__Set problem 1__:
Print the part of the passage about The Ugly Pig that opens with the words containing "The Ugly Pig" and closes with "mustard, and vinegar.".
__Set problem 2__:
In the records, rewrite the part from the very beginning through the line containing "40), (138, 42)]", changing "pink knit beanie" to "red wool cap" and keeping everything else the same. Return only that part.

__Text block__:
— START —
The Ugly Pig does not just specialize in charcuterie. Surprisingly, another bestselling item is his chicken salad. Williams shops exclusively from farms and farmers’ markets, allowing him to offer non-GMO, organically sourced ingredients for everything in the store, including what goes into each chicken salad sandwich. Williams makes everything on the premises, from the fermented celery to the mayonnaise, mustard, and vinegar.

Pickling got Williams started on this venture. Starting at age 16, he enjoyed making pickles for people at Christmas. What became a means for selling pickles grew to what Williams terms a “philosophical store,” representing his sustainability values. His route was a bit circuitous. He managed his college’s greenhouse, gardened on rooftops, and ran a seed-saving program in Maine. Williams has a master’s degree in art history and museum studies, and researched Southeast Asian ceramics. “I enjoy traveling a lot and frequently asked landlords to teach me their home style cooking techniques. I have a large food-based memory bank.”

The store itself was a restoration project—living by the Bay has its downsides when it comes to dampness and structures. With help from his indispensable sideman (and current helping hand in the store’s operations) Dave, he rebuilt walls, laid a floor, and put in a curing room. Williams gave a few nods to the Freer and Sackler Galleries, the Smithsonian museum where he worked, with the handmade, hand-died rugs from Iran and the photos shot by a Smithsonian friend of pigs at the farm, framed in the style that he once framed museum works. When Williams’ endowment ran out at the Smithsonian, he decided it was time to “join the food conversation that is taking place nationally.”
— END —
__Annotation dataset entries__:
— START —
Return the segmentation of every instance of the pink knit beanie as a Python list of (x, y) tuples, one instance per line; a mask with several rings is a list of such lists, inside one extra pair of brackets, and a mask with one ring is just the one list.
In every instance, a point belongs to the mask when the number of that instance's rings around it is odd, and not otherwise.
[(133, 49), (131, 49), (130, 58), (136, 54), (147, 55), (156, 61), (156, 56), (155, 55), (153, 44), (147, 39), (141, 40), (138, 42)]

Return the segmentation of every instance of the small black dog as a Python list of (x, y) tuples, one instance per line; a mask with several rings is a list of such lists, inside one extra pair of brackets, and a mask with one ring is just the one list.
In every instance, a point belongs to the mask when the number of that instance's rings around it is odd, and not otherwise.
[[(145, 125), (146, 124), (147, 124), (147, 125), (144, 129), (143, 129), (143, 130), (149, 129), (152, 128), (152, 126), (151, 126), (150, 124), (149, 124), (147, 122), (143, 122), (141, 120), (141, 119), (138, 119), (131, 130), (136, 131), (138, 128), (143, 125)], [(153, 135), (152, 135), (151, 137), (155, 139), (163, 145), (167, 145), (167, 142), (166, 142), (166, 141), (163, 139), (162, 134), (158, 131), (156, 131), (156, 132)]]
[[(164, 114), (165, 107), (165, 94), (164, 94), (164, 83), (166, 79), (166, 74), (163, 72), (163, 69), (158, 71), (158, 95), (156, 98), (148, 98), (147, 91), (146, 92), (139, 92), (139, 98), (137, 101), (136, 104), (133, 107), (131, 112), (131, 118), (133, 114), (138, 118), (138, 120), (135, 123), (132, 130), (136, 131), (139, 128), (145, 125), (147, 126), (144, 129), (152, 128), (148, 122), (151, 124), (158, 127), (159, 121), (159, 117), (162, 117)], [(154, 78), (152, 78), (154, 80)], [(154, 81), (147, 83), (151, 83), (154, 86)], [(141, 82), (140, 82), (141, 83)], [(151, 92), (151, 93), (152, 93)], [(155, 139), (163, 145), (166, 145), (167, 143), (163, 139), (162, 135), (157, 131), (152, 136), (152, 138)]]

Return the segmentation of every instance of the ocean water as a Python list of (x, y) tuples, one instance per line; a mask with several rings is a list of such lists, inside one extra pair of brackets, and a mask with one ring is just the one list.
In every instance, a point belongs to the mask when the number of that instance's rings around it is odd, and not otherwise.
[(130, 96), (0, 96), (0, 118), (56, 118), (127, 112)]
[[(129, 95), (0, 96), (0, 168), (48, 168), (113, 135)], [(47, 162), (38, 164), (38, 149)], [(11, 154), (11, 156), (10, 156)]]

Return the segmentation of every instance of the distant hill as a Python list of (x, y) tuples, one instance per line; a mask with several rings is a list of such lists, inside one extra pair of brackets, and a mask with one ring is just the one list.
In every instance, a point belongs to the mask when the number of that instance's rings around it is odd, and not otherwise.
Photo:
— END —
__Reply 1__:
The Ugly Pig does not just specialize in charcuterie. Surprisingly, another bestselling item is his chicken salad. Williams shops exclusively from farms and farmers’ markets, allowing him to offer non-GMO, organically sourced ingredients for everything in the store, including what goes into each chicken salad sandwich. Williams makes everything on the premises, from the fermented celery to the mayonnaise, mustard, and vinegar.

__Reply 2__:
Return the segmentation of every instance of the red wool cap as a Python list of (x, y) tuples, one instance per line; a mask with several rings is a list of such lists, inside one extra pair of brackets, and a mask with one ring is just the one list.
In every instance, a point belongs to the mask when the number of that instance's rings around it is odd, and not otherwise.
[(133, 49), (131, 49), (130, 58), (136, 54), (147, 55), (156, 61), (156, 56), (155, 55), (153, 44), (147, 39), (141, 40), (138, 42)]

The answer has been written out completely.